● **SOURCE INFORMATION**:

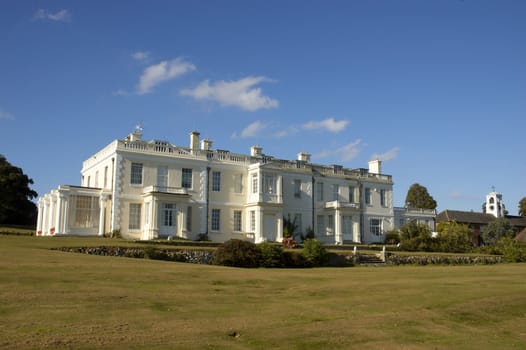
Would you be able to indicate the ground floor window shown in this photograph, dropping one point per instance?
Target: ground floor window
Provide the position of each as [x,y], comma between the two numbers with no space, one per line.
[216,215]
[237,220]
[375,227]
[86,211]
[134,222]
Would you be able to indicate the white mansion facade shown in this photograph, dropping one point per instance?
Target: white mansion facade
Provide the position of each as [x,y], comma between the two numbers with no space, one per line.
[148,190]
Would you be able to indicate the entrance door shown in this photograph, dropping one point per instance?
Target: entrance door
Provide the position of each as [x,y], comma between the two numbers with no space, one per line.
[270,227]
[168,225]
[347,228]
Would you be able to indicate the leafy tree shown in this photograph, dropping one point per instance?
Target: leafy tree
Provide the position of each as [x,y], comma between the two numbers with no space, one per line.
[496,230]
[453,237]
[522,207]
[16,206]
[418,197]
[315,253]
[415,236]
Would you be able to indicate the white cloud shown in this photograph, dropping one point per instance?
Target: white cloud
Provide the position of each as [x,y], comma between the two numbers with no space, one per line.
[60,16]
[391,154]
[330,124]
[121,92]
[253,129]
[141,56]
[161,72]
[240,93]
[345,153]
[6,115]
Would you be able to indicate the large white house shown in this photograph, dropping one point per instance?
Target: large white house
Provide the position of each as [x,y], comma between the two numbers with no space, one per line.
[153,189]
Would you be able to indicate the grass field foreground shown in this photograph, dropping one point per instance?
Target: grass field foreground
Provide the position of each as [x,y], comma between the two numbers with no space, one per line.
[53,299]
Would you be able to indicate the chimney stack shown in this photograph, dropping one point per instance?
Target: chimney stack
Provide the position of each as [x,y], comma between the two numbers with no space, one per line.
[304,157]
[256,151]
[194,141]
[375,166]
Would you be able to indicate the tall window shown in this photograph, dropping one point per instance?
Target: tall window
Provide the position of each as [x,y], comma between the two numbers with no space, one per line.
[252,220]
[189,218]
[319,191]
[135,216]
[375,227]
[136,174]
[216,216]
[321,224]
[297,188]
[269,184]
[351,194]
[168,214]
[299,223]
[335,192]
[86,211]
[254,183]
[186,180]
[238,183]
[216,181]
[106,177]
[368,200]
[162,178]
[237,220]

● **WHAT THE TASK REQUIRES**: Please reproduce the listing exactly from its opening line through the line that contains "Target: white cloud", both included, with all pictures omitted.

● **ANSWER TO THIS TASK**:
Would you be able to indicate the ground floor window shown in this photograph, dropping one point per instance?
Target: ground floor window
Provide the position of each as [x,y], comma between the two numbers with no space, one per line.
[216,215]
[237,220]
[375,227]
[86,211]
[134,222]
Would you be able to indicate the white mansion facade shown in this photograph, dropping one point per instance?
Target: white mansion facade
Provide the position of each as [x,y], comma between the two numbers with no space, one per line.
[148,190]
Would you be able to indicate the entrance door shown in this photograph, dropping one point per instance?
Target: entrance door
Provide the position of each as [x,y], comma between the two numbers with no space, one per line.
[270,227]
[168,225]
[347,228]
Would you be able to indicate the leafy tree shown in this photograph, dropping one point per instance?
Target: leafy tree
Provide the position of each as [x,y], comma between the two numbers with no space, one per line.
[496,230]
[453,237]
[522,207]
[16,206]
[418,197]
[315,253]
[415,236]
Would you be able to indicate the white cloud shown in this photograph, dropping one point per instance?
Target: white cloud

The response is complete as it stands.